_Exercise task_
In the listing, swap "calm lake water" for "still pond water" in the part that opens with the line containing "target: calm lake water" and closes with the line containing "Return the outline of every instance of the calm". Please give back only those lines, with everything else left unchanged.

_A block of data_
========================================
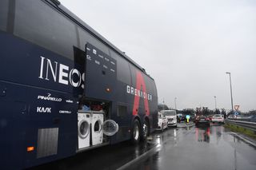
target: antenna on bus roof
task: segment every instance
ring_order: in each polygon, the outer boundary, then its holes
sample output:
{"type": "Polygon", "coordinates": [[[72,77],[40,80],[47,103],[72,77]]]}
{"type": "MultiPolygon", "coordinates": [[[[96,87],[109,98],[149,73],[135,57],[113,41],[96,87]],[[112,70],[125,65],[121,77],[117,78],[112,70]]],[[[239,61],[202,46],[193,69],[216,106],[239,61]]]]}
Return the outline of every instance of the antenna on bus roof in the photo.
{"type": "Polygon", "coordinates": [[[54,4],[55,4],[56,6],[59,6],[61,5],[61,2],[58,0],[50,0],[54,4]]]}

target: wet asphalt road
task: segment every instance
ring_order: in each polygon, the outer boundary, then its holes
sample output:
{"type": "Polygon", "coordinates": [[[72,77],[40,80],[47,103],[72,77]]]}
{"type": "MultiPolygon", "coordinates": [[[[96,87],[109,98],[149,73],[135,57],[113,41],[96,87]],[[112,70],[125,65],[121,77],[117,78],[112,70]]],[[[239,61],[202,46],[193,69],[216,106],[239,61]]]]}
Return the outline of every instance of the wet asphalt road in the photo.
{"type": "Polygon", "coordinates": [[[255,170],[256,148],[222,125],[170,128],[138,146],[123,142],[33,169],[255,170]]]}

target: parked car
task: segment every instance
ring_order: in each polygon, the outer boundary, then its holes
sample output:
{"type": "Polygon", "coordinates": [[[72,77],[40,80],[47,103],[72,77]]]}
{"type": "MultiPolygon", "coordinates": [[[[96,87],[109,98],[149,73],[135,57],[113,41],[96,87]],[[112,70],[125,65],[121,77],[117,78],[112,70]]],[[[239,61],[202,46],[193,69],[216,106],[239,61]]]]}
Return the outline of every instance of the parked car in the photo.
{"type": "Polygon", "coordinates": [[[214,117],[214,115],[209,115],[208,116],[208,118],[209,118],[210,121],[211,121],[211,119],[213,118],[213,117],[214,117]]]}
{"type": "Polygon", "coordinates": [[[214,114],[212,118],[211,121],[213,123],[222,123],[224,124],[224,116],[222,114],[214,114]]]}
{"type": "Polygon", "coordinates": [[[196,126],[198,126],[198,125],[210,126],[210,119],[204,115],[198,115],[195,117],[194,124],[196,126]]]}
{"type": "Polygon", "coordinates": [[[177,126],[177,114],[175,110],[162,110],[168,120],[168,126],[177,126]]]}
{"type": "Polygon", "coordinates": [[[163,113],[158,112],[158,126],[157,130],[163,131],[168,127],[168,120],[163,113]]]}

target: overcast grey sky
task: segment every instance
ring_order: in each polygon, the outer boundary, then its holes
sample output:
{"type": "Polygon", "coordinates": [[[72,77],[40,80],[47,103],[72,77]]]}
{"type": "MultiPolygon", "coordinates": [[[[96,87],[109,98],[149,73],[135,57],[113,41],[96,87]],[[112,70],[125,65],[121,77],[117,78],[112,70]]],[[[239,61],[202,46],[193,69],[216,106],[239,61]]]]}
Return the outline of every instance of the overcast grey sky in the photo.
{"type": "Polygon", "coordinates": [[[158,102],[256,109],[255,0],[60,0],[146,69],[158,102]]]}

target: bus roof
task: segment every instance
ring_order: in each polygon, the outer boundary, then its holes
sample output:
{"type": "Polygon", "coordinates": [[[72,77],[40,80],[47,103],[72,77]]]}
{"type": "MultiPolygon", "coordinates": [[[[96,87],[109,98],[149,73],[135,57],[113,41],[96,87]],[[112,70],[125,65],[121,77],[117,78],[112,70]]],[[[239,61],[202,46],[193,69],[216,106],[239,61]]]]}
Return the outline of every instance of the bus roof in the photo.
{"type": "Polygon", "coordinates": [[[129,61],[131,64],[133,64],[138,69],[139,69],[141,71],[142,71],[146,75],[147,75],[149,77],[150,77],[152,80],[154,80],[149,74],[147,74],[146,73],[145,69],[143,69],[139,65],[138,65],[134,61],[133,61],[130,57],[129,57],[127,55],[126,55],[124,53],[124,52],[121,51],[118,47],[116,47],[114,45],[113,45],[111,42],[110,42],[108,40],[106,40],[103,36],[102,36],[100,34],[98,34],[97,31],[95,31],[93,28],[91,28],[89,25],[87,25],[82,19],[80,19],[77,15],[75,15],[70,10],[69,10],[67,8],[66,8],[64,6],[62,6],[59,1],[58,1],[58,0],[45,0],[45,1],[52,4],[58,10],[62,12],[63,14],[65,14],[66,17],[68,17],[73,22],[74,22],[78,26],[82,27],[84,30],[88,31],[90,34],[91,34],[93,36],[94,36],[96,38],[98,38],[99,41],[101,41],[103,44],[106,45],[110,49],[112,49],[113,50],[114,50],[118,53],[119,53],[125,59],[129,61]]]}

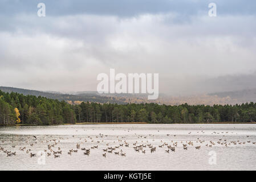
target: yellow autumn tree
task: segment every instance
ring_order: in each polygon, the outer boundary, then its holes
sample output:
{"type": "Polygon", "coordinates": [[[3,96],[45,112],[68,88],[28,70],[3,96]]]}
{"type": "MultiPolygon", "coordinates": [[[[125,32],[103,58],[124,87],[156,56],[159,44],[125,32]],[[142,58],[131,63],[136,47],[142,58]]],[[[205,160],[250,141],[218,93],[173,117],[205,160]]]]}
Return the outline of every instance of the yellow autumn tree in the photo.
{"type": "Polygon", "coordinates": [[[19,111],[18,109],[18,108],[14,109],[14,111],[15,112],[16,115],[16,121],[17,123],[19,123],[21,122],[21,119],[19,119],[19,116],[21,115],[21,114],[19,114],[19,111]]]}

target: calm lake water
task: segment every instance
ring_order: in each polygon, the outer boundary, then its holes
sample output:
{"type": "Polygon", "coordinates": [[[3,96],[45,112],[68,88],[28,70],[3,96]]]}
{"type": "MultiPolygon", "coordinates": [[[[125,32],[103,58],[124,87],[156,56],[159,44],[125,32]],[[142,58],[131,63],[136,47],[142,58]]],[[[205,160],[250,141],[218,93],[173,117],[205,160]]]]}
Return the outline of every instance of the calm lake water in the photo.
{"type": "Polygon", "coordinates": [[[0,169],[256,170],[255,141],[256,125],[250,124],[0,127],[0,169]],[[83,148],[90,149],[88,155],[83,148]],[[72,149],[77,152],[68,154],[72,149]],[[60,151],[55,158],[54,151],[60,151]],[[7,156],[8,151],[16,153],[7,156]]]}

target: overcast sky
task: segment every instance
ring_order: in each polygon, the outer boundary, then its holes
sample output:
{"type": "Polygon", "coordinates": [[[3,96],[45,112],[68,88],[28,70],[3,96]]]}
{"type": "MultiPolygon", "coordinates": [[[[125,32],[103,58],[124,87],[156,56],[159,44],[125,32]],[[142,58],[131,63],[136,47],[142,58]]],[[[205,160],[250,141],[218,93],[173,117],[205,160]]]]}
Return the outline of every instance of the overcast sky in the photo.
{"type": "Polygon", "coordinates": [[[256,87],[255,0],[1,0],[0,23],[1,86],[95,91],[115,68],[170,95],[256,87]]]}

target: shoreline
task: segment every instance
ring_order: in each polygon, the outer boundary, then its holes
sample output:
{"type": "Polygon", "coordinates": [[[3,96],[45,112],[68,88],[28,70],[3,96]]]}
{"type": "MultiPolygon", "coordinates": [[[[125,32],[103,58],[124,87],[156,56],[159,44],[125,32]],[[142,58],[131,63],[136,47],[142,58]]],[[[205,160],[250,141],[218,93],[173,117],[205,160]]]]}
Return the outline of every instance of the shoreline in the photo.
{"type": "Polygon", "coordinates": [[[161,125],[212,125],[212,124],[221,124],[221,125],[241,125],[241,124],[256,124],[256,122],[212,122],[212,123],[147,123],[143,122],[100,122],[100,123],[90,123],[90,122],[81,122],[81,123],[76,123],[75,124],[73,123],[63,123],[59,125],[29,125],[29,124],[14,124],[11,125],[0,125],[0,127],[13,127],[13,126],[60,126],[60,125],[145,125],[145,124],[149,124],[149,125],[155,125],[155,124],[161,124],[161,125]]]}

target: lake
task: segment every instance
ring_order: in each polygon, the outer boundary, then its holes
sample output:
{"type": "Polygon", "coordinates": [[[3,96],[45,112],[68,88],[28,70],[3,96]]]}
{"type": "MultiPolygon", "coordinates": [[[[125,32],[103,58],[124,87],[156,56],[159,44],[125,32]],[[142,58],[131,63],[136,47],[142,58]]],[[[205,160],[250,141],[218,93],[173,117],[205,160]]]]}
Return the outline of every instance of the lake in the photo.
{"type": "Polygon", "coordinates": [[[255,141],[253,124],[4,127],[0,169],[256,170],[255,141]]]}

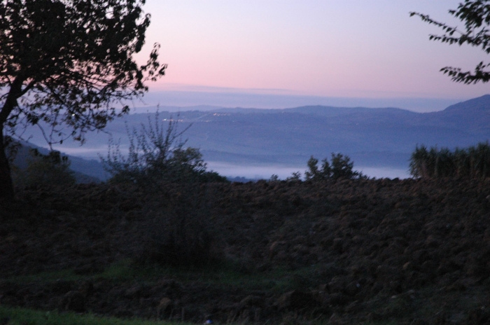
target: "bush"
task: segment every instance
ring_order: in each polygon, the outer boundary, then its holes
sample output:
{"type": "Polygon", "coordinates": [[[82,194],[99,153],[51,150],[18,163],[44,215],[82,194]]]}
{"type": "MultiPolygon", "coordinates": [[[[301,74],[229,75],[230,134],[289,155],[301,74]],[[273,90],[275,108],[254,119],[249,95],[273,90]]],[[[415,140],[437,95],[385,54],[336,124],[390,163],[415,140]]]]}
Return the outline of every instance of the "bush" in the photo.
{"type": "Polygon", "coordinates": [[[179,267],[202,266],[217,262],[211,216],[204,188],[179,184],[155,202],[159,211],[148,230],[148,237],[140,254],[141,262],[179,267]]]}
{"type": "Polygon", "coordinates": [[[69,169],[70,162],[59,151],[51,151],[43,155],[37,149],[30,149],[31,158],[25,170],[13,170],[14,184],[21,186],[73,185],[76,179],[69,169]]]}
{"type": "Polygon", "coordinates": [[[481,142],[467,148],[416,146],[410,157],[410,174],[416,178],[490,177],[490,145],[481,142]]]}
{"type": "Polygon", "coordinates": [[[159,113],[155,121],[148,117],[148,126],[142,124],[139,130],[127,127],[130,140],[127,157],[121,153],[119,143],[109,140],[106,158],[100,157],[113,182],[132,182],[150,187],[153,190],[166,182],[227,181],[214,172],[206,172],[206,164],[199,149],[185,147],[181,139],[183,131],[178,131],[178,119],[169,119],[165,127],[160,122],[159,113]]]}
{"type": "Polygon", "coordinates": [[[354,162],[347,155],[332,153],[330,162],[327,158],[321,160],[321,168],[318,168],[318,159],[312,156],[308,160],[308,170],[304,172],[307,181],[347,179],[354,179],[365,177],[360,172],[354,171],[354,162]]]}
{"type": "Polygon", "coordinates": [[[140,262],[176,266],[202,265],[216,259],[207,225],[209,213],[203,199],[203,183],[228,181],[207,172],[199,149],[186,147],[178,130],[178,118],[167,127],[159,113],[139,130],[127,127],[129,153],[124,156],[119,144],[110,140],[103,164],[113,183],[136,184],[148,194],[153,218],[148,237],[139,254],[140,262]]]}

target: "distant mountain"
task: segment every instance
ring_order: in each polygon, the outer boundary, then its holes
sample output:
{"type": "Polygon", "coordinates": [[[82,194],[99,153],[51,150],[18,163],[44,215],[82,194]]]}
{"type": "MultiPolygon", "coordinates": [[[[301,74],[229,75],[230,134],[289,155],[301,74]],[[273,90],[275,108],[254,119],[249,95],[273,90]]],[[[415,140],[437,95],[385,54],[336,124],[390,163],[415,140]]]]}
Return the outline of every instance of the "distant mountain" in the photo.
{"type": "MultiPolygon", "coordinates": [[[[24,170],[32,157],[29,154],[31,148],[37,149],[39,153],[47,155],[49,151],[27,141],[21,141],[22,146],[15,155],[14,165],[24,170]]],[[[71,162],[70,169],[74,171],[77,183],[99,183],[107,179],[108,175],[104,170],[102,164],[93,160],[86,160],[79,157],[67,155],[71,162]]]]}
{"type": "MultiPolygon", "coordinates": [[[[130,128],[138,127],[147,124],[148,118],[153,123],[153,116],[131,114],[114,120],[105,131],[120,139],[124,149],[127,146],[125,123],[130,128]]],[[[340,152],[351,156],[356,166],[407,168],[417,144],[452,148],[490,139],[490,95],[425,113],[396,108],[206,107],[204,111],[178,114],[162,111],[160,118],[166,123],[171,116],[178,116],[181,130],[192,124],[184,137],[188,145],[201,149],[206,160],[244,165],[304,165],[312,155],[322,159],[340,152]]],[[[34,139],[41,138],[35,135],[34,139]]],[[[88,134],[83,154],[104,154],[108,139],[102,132],[88,134]]],[[[75,154],[80,147],[67,141],[59,150],[75,154]]]]}

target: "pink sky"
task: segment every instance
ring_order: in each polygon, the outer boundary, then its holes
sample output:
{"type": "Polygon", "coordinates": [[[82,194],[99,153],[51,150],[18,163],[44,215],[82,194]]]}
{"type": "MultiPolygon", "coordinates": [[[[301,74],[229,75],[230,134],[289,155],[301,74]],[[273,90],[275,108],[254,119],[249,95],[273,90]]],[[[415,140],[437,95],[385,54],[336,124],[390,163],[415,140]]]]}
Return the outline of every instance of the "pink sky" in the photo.
{"type": "Polygon", "coordinates": [[[455,83],[440,69],[490,58],[429,41],[440,29],[409,17],[419,11],[462,26],[447,13],[459,2],[148,0],[148,46],[137,57],[143,62],[153,43],[162,45],[169,67],[153,91],[469,99],[490,85],[455,83]]]}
========================================
_Task response_
target: still pond water
task: segment every instance
ring_order: in each polygon, the outer boundary, then its holes
sample output:
{"type": "Polygon", "coordinates": [[[3,96],[45,112],[68,88],[28,70],[3,96]]]}
{"type": "MultiPolygon", "coordinates": [[[[125,32],[103,58],[124,87],[156,56],[159,44],[125,32]],[[142,58],[131,63],[136,47],[142,58]]],[[[205,160],[250,141],[218,93],[173,117],[205,160]]]]}
Return the outline of every instance of the still pond water in the photo.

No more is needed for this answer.